(THE INPUT Opens)

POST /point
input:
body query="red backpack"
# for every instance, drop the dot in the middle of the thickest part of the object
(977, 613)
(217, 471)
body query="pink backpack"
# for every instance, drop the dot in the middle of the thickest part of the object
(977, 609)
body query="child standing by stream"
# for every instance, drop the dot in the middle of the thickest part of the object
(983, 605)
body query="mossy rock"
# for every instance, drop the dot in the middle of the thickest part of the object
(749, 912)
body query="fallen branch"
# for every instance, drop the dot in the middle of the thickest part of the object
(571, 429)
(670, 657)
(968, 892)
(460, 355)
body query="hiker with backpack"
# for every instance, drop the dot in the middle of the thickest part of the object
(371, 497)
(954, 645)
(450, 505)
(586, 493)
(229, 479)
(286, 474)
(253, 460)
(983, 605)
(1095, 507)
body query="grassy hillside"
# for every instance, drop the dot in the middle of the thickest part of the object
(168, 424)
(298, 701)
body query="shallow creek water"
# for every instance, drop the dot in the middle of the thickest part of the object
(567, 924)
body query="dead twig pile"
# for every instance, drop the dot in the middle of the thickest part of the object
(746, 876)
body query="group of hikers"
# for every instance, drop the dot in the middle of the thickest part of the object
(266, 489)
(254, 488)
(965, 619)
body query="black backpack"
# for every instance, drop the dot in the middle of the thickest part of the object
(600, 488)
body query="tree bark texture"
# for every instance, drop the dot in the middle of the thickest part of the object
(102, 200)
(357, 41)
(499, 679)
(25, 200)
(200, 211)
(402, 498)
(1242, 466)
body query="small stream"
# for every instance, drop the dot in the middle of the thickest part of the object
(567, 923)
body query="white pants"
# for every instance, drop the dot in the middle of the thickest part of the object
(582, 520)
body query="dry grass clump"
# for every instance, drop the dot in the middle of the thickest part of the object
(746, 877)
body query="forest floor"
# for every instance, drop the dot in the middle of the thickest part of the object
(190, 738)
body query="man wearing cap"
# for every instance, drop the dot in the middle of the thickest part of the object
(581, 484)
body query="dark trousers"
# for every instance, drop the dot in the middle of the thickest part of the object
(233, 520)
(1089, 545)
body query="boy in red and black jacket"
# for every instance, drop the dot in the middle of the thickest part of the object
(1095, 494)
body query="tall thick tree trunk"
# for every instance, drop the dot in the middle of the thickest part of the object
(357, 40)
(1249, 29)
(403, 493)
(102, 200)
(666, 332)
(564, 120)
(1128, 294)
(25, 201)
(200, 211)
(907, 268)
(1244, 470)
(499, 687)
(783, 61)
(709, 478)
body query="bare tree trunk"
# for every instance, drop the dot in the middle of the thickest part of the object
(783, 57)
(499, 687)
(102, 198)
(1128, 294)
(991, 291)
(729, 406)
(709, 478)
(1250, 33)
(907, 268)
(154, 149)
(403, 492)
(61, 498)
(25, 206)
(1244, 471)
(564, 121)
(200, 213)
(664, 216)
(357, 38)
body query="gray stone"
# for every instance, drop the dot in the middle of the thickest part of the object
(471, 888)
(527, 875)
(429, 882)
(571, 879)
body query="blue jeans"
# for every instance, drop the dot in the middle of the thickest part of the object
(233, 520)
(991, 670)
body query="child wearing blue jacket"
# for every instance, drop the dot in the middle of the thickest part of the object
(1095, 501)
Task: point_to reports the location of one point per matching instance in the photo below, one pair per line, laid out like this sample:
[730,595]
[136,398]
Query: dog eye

(THE INPUT Closes)

## ABOUT THIS EXERCISE
Transcribe every line of the records exactly, please.

## RESULT OF THIS TASK
POST /point
input:
body query="red backpack"
# for every instance, drop the dot in the middle of the thickest part of the object
(977, 613)
(217, 471)
body query="pink backpack"
# for every instance, drop the dot in the middle of the thickest part of the object
(977, 609)
body query="child standing by stream"
# for every instance, drop the dot in the middle of the thickest part of the object
(983, 605)
body query="mossy rock"
# for every instance, drop the dot in the middle of the thickest part of the object
(749, 912)
body query="fallen branch"
# for every instance, drop the dot in the middle of the thickest part of the object
(571, 429)
(670, 657)
(968, 892)
(460, 355)
body query="hiker with backpack"
# for every instance, drop the dot in the middle of the thickest part of the object
(371, 497)
(954, 645)
(450, 505)
(586, 493)
(229, 479)
(286, 474)
(253, 460)
(983, 605)
(1095, 507)
body query="grassy hillside"
# for every instance, drop the dot in the middle of the thickest part of the object
(168, 424)
(298, 701)
body query="shallow creek water"
# for every instance, drop the dot in the middle of the thickest part of the object
(567, 924)
body query="dead twig pile"
# for every instance, drop the dot in the middle of the thickest part of the object
(746, 876)
body query="group of hikers"
# for every instance, drop the dot in the middle of the thickest part of the object
(266, 489)
(254, 488)
(965, 619)
body query="black backpack"
# for every instance, drop the dot in the middle of the thickest part of the object
(600, 488)
body query="tree bark texture"
# for every instance, drop the dot in the middle of the thickest part of the object
(102, 200)
(357, 41)
(499, 679)
(25, 200)
(200, 211)
(402, 498)
(1242, 466)
body query="small stream"
# for every instance, drop the dot in the middle of the thickest part of the object
(567, 923)
body query="white pants"
# for every instance, drop the dot in the middle of the thickest part of the object
(582, 520)
body query="dry grass clump"
# for every instance, drop the dot in the middle of the thickest part of the object
(746, 877)
body query="forest floor"
# for every instance, drop the dot in the middle of the thickest part of the object
(190, 738)
body query="man wearing cap"
# for every instance, drop the dot in the middle of the thickest part of the object
(581, 484)
body query="dark trousers"
# for every instance, drop the dot in the middle of the thickest part of the object
(233, 520)
(1089, 545)
body query="boy in red and black jacket"
# for every instance, drop the dot in the middle of the thickest part of the object
(1095, 494)
body query="tall thick tree trunk"
# for every instance, drop the dot in the middle of the thickest part of the object
(357, 40)
(1249, 29)
(403, 493)
(102, 200)
(666, 332)
(564, 120)
(1128, 294)
(25, 201)
(200, 211)
(907, 268)
(1244, 470)
(499, 687)
(783, 61)
(709, 478)
body query="bare tree trunk"
# for every instance, drop the dot in the middle of the thickest part of the object
(783, 57)
(499, 687)
(102, 198)
(1128, 294)
(991, 291)
(729, 406)
(709, 478)
(1250, 33)
(907, 268)
(154, 149)
(403, 492)
(61, 498)
(25, 206)
(1244, 471)
(564, 121)
(200, 213)
(664, 216)
(357, 38)
body query="gray stone"
# for every instance, drop the dot in the middle of the thickest part of the object
(471, 888)
(527, 875)
(429, 882)
(571, 879)
body query="blue jeans"
# for every instance, drop the dot in the middle of the thickest part of the object
(233, 520)
(991, 670)
body query="child wearing blue jacket"
# for every instance, drop the dot in the middle of the thickest part of the object
(1095, 501)
Task: point_to reports the location of one point per matching instance in the photo below, one pair per line, laid out like this sample:
[730,595]
[136,398]
Query: dog eye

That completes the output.